Could you transcribe exactly the lines from the one containing "Q: Point to every instance of the brown" through the last line of the records below, leaving out the pictures?

··········

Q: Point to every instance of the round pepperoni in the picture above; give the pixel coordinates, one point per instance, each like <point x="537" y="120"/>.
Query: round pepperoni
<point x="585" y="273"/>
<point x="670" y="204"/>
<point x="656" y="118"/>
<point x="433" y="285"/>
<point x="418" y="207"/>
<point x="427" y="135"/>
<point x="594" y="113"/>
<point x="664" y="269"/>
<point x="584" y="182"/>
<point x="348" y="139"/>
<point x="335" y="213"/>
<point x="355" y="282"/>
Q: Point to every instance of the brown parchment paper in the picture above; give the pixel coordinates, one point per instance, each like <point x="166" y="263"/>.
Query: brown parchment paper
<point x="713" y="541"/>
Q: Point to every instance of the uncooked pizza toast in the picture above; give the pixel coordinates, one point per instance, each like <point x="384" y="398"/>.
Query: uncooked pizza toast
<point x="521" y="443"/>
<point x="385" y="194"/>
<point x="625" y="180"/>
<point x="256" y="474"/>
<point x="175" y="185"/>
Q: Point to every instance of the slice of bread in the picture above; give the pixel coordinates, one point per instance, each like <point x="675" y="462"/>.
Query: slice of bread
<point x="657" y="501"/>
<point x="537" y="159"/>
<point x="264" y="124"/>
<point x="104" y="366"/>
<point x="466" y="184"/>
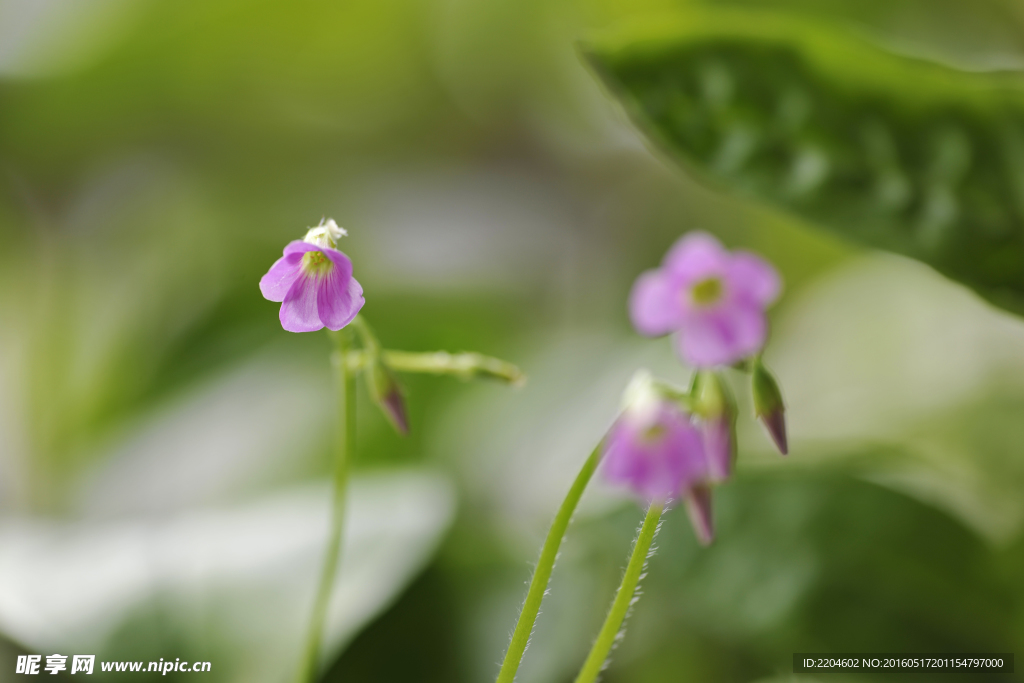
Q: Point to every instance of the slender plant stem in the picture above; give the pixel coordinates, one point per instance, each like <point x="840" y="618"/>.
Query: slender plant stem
<point x="539" y="584"/>
<point x="624" y="599"/>
<point x="344" y="450"/>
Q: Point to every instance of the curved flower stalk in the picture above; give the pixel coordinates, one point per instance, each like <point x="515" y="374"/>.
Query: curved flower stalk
<point x="314" y="285"/>
<point x="671" y="445"/>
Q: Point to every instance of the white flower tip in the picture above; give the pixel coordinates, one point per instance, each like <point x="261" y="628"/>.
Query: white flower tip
<point x="326" y="235"/>
<point x="640" y="393"/>
<point x="336" y="231"/>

··········

__WRITTEN ANSWER__:
Q: Point to every instance of the brown parchment paper in the picture above; give the pixel coordinates, one point per instance, each like <point x="166" y="263"/>.
Query: brown parchment paper
<point x="713" y="541"/>
Q: Point to every instance of the uncooked pizza toast in the picture above; give the pixel coordinates, one point per instance, each like <point x="384" y="398"/>.
Query: uncooked pizza toast
<point x="521" y="443"/>
<point x="385" y="194"/>
<point x="625" y="180"/>
<point x="256" y="474"/>
<point x="175" y="185"/>
Q: Point to every instance of the slice of bread in the picture above; give the pixel coordinates, one point per instance, each like <point x="675" y="462"/>.
Query: slice of bread
<point x="657" y="501"/>
<point x="537" y="159"/>
<point x="264" y="124"/>
<point x="104" y="366"/>
<point x="466" y="184"/>
Q: Point to every instance of the slender plant stem in the picture above; give the pixel coordinates, one point per instance, each like <point x="840" y="618"/>.
Query: slender plant stem
<point x="539" y="584"/>
<point x="624" y="599"/>
<point x="344" y="450"/>
Q: Point to every instance of the curved flower stalk in the picture above; give the pixel coordinates, one point per instance, each like <point x="515" y="374"/>.
Query: curved flower stalk
<point x="314" y="285"/>
<point x="671" y="445"/>
Q: Point to every instance of the white flower tip in the picture above; give the pixel coordinates, one point per instance, each like <point x="261" y="628"/>.
Query: white flower tip
<point x="326" y="235"/>
<point x="640" y="393"/>
<point x="336" y="231"/>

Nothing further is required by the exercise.